Record set:
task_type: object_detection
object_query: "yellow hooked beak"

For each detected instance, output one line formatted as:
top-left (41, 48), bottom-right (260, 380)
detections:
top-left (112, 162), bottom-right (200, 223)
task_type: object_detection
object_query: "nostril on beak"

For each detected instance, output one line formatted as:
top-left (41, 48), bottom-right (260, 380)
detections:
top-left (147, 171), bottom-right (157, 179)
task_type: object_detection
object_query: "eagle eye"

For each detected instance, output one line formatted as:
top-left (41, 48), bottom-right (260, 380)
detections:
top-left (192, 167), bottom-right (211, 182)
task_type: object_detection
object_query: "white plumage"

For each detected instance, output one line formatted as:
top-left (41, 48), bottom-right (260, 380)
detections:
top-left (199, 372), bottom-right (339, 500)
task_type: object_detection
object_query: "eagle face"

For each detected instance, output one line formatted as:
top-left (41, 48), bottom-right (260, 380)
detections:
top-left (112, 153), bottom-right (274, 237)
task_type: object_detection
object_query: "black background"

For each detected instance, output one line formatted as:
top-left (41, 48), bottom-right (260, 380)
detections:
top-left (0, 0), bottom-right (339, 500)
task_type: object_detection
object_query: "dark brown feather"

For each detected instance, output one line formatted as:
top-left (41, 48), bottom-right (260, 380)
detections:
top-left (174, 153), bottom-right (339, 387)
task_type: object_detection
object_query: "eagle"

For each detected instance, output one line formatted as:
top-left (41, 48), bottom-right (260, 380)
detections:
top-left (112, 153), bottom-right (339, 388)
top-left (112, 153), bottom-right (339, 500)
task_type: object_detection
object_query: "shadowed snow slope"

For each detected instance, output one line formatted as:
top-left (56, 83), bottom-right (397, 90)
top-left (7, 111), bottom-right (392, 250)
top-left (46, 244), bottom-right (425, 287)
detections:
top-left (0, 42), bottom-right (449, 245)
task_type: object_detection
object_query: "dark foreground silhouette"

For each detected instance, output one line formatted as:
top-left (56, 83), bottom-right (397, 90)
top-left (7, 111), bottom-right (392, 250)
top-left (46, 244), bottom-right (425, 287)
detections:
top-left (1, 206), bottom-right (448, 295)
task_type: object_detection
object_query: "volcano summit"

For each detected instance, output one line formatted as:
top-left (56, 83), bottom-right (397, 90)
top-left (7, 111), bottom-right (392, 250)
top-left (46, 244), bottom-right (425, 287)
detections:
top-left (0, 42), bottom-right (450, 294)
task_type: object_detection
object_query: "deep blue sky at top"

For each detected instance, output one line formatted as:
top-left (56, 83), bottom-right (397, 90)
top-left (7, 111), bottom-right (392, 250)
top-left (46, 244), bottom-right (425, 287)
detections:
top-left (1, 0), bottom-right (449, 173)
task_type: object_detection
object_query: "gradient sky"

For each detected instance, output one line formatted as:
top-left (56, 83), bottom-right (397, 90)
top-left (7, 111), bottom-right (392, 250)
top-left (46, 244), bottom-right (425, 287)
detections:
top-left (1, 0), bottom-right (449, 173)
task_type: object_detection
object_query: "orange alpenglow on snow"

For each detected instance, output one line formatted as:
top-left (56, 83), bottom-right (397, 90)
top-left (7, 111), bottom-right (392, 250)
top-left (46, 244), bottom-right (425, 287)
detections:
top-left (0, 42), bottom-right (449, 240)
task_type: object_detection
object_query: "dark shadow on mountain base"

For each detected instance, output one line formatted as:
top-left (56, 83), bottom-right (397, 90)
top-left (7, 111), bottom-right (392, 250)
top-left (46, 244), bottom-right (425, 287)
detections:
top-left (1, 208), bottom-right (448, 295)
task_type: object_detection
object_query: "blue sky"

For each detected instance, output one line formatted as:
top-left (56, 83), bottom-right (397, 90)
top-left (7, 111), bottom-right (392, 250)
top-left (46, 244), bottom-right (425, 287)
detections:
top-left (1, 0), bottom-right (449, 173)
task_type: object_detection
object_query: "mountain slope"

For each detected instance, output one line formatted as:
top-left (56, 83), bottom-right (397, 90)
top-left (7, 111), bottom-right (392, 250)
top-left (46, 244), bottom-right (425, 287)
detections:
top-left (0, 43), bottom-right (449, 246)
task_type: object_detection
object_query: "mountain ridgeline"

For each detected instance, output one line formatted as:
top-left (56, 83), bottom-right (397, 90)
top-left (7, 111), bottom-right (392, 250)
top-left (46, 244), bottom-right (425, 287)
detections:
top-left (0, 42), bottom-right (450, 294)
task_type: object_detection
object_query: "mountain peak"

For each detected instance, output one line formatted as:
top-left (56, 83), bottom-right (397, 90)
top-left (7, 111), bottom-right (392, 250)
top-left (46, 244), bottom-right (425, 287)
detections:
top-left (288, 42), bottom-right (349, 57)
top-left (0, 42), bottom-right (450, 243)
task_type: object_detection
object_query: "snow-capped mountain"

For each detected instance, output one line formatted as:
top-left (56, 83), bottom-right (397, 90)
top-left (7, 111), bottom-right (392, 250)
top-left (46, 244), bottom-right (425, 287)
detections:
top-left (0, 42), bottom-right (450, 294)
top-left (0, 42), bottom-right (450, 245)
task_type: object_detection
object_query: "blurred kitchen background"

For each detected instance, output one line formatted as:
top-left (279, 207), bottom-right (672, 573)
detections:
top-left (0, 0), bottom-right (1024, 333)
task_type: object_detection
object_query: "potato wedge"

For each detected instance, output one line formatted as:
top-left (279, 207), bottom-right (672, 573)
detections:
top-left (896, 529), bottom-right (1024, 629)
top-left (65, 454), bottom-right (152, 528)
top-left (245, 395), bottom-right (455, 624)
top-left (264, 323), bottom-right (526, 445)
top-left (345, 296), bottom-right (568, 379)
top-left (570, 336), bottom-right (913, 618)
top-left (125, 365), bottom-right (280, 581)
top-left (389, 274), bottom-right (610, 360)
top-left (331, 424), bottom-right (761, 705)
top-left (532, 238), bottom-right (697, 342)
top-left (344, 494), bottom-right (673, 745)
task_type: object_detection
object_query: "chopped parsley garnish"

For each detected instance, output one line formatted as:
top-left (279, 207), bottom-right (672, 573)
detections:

Problem details:
Format the entries from the start through the line containing "top-left (199, 372), bottom-right (339, 500)" as a two-column CSV with the headers input and output. Use one row per entry, with the entry's text under input and its answer under output, each in a single quoted field with line breaks replaced by spaces.

The completed task:
input,output
"task_type: object_detection object_query: ""yellow hooked beak"" For each detected instance, output one line formatted as: top-left (41, 48), bottom-right (260, 380) detections:","top-left (112, 162), bottom-right (200, 223)"
"task_type: object_detection object_query: ""nostril on beak"" For each detected instance, output one line formatted as: top-left (41, 48), bottom-right (260, 380) detections:","top-left (147, 171), bottom-right (157, 179)"
"task_type: object_detection object_query: ""eagle eye"" For each detected instance, output one line formatted as: top-left (41, 48), bottom-right (260, 380) detections:","top-left (192, 167), bottom-right (211, 182)"
"task_type: object_detection object_query: ""white plumage"" For each detected instance, output one line formatted as: top-left (41, 48), bottom-right (260, 380) detections:","top-left (199, 372), bottom-right (339, 500)"